# Suggestions for an "unconventional" young adult party playlist?



## Eureekachu (Jul 19, 2009)

I've volunteered to DJ for my friend's party this year, and I'm quickly finding that composing the playlist is quite greater a challenge than composing the private Halloween playlists I've had for the last few years. Though I'm using a good bit of the same material as I usually would, I'm taking into mind that most of the party guests will be juniors and seniors from the private Christian high school we attend, whose faculty typically look down on the celebration of Halloween (even participating in a church "trunk-or-treat" would probably be considered iffy). In addition, I've learned from attending other class parties that not many of the potential guests have a great deal of pop music literacy, so I'd like to take the opportunity to broaden their horizons.

In an intentional effort to keep the music from becoming too out of sync with the mood of the party (and to maximize the guests' listening experience), I'm dividing the playlist into four segments, each containing songs that complement each other in tempo and mood.

Segment 1 (arrival; exploring the grounds; anticipatory chatter) - I'm trying for a blend of ambient scene-setters (using a lot of Tangerine Dream) and upbeat alternative or indie songs that "scream" (no pun intended) Halloween, like Concrete Blonde's "Bloodletting." This will probably be when guests are busy taking it all in and offering compliments to the hostess, decorators, et al., so I'd like to include a few particularly attention-grabbing songs here to send a few compliments my way, just in case it doesn't happen later in the night.

Segment 2 (icebreakers if any and main meal) - Lightheartedness is key here. Folks who don't know each other will probably still be getting acquainted, so I'm hoping slightly jesting songs with sing-along choruses like Jonathan Coulton's "Re: Your Brains" will serve as fun conversation pieces. This is also where I'll stick most of my oldies, such as "Werewolves of London" and "Bad Moon Rising," as well as sit-down dinner fare like Imogen Heap's cover of "Spooky."

[Problems to solve]:
[1] Repeat the playlist post from "In an intentional" to "tempo and mood.".
[2] Using the playlist post, decide whether each statement is accurate, answering yes or no and quoting the words that settle it: (a) The playlist is split into four segments. (b) Segment 2 is meant for the guests' arrival. (c) Most of the oldies go in Segment 2.
The rows after this come from a separate source.

[Dataset records]:
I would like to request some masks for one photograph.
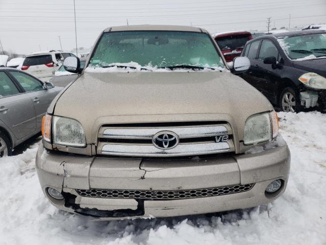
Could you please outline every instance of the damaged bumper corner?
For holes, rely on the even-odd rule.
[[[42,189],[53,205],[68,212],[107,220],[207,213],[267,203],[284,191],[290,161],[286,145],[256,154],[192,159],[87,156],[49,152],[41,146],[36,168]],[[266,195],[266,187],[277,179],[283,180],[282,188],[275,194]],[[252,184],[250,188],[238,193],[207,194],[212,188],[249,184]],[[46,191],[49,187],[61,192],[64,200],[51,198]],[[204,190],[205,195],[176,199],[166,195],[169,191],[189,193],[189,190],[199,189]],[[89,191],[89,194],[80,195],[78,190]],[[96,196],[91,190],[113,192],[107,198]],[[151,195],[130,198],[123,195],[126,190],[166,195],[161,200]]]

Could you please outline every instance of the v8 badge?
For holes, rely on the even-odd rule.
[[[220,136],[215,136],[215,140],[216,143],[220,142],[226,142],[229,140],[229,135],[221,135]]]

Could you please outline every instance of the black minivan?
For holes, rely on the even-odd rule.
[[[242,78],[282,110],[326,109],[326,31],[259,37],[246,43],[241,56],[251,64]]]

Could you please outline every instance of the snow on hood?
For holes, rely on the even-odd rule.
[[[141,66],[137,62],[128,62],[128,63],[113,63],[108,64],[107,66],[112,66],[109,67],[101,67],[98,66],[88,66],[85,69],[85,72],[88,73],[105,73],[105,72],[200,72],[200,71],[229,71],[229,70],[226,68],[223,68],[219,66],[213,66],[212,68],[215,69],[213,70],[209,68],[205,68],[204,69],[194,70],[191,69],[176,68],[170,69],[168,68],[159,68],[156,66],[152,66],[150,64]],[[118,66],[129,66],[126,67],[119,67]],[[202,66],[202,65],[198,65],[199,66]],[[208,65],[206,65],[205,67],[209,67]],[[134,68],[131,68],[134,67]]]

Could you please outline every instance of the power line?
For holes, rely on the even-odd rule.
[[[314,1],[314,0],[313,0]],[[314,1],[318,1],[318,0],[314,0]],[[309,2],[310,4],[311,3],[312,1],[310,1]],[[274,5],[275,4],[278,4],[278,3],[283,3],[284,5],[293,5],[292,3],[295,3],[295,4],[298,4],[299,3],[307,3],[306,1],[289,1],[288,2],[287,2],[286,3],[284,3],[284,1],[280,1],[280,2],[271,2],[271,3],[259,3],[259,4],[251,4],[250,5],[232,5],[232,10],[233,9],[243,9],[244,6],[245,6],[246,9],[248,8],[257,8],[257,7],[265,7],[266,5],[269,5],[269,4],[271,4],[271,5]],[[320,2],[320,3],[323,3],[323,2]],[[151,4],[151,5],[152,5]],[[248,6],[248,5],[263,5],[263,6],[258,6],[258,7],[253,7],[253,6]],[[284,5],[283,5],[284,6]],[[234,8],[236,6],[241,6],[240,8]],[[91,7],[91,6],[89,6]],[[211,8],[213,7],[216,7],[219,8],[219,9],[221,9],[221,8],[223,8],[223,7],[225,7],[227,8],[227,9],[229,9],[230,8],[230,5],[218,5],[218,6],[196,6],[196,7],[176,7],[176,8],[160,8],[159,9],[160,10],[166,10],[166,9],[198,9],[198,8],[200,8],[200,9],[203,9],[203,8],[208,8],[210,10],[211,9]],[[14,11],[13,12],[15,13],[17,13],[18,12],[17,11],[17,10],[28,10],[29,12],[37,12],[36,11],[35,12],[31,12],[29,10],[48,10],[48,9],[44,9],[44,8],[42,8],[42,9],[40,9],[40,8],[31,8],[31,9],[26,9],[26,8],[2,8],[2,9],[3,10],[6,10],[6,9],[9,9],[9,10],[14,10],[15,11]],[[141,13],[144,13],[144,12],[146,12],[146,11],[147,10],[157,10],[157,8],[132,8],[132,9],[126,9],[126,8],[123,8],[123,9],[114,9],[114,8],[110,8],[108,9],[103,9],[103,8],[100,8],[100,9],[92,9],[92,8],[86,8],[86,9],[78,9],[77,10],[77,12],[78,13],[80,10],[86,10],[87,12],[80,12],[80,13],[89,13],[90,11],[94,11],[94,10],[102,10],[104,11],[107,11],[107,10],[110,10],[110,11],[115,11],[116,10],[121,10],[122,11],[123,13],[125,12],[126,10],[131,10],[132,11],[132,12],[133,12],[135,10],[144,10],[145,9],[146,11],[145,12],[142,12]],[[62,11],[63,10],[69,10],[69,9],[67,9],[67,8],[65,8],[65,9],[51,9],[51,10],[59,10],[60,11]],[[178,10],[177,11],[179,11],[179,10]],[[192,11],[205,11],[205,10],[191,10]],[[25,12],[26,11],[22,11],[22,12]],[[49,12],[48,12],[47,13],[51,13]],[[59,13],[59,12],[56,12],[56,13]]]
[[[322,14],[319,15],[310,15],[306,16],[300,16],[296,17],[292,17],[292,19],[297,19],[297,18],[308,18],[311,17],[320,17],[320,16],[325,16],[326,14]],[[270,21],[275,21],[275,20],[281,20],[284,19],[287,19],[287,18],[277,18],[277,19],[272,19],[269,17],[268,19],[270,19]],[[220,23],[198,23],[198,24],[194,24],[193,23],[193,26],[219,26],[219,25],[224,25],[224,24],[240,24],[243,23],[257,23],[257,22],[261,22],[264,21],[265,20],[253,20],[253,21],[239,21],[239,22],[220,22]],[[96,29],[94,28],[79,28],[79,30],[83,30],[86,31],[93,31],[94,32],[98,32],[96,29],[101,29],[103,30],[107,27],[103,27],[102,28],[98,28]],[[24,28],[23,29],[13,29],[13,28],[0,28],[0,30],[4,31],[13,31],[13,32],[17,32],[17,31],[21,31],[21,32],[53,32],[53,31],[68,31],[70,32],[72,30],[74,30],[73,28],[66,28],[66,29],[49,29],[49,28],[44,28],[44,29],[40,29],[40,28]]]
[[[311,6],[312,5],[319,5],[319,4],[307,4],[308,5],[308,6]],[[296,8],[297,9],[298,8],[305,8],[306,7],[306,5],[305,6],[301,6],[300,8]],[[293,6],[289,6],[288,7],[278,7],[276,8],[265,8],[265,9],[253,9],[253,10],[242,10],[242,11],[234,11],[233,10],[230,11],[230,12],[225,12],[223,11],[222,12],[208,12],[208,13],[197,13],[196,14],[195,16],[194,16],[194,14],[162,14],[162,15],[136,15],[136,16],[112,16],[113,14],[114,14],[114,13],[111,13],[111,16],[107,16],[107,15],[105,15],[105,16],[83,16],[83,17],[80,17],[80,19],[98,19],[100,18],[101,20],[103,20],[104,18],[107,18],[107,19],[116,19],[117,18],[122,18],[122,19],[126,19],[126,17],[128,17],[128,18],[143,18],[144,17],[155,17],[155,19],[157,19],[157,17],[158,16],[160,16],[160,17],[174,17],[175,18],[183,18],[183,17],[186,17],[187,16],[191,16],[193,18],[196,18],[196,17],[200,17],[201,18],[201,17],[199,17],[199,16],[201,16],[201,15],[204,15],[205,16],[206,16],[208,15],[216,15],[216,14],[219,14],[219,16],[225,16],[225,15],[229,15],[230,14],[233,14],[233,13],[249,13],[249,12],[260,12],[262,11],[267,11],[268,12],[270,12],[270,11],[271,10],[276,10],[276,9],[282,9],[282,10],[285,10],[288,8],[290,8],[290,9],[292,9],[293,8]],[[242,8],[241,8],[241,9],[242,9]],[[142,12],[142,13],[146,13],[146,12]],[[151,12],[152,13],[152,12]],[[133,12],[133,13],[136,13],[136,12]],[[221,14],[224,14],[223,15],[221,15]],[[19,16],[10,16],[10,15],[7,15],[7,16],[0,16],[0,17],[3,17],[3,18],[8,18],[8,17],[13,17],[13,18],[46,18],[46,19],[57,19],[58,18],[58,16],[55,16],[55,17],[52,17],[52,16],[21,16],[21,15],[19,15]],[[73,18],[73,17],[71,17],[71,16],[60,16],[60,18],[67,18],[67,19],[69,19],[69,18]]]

[Expected outputs]:
[1]
In an intentional effort to keep the music from becoming too out of sync with the mood of the party (and to maximize the guests' listening experience), I'm dividing the playlist into four segments, each containing songs that complement each other in tempo and mood.

[2]
(a) Yes: "I'm dividing the playlist into four segments"
(b) No: "Segment 1 (arrival; exploring the grounds; anticipatory chatter)"
(c) Yes: "This is also where I'll stick most of my oldies"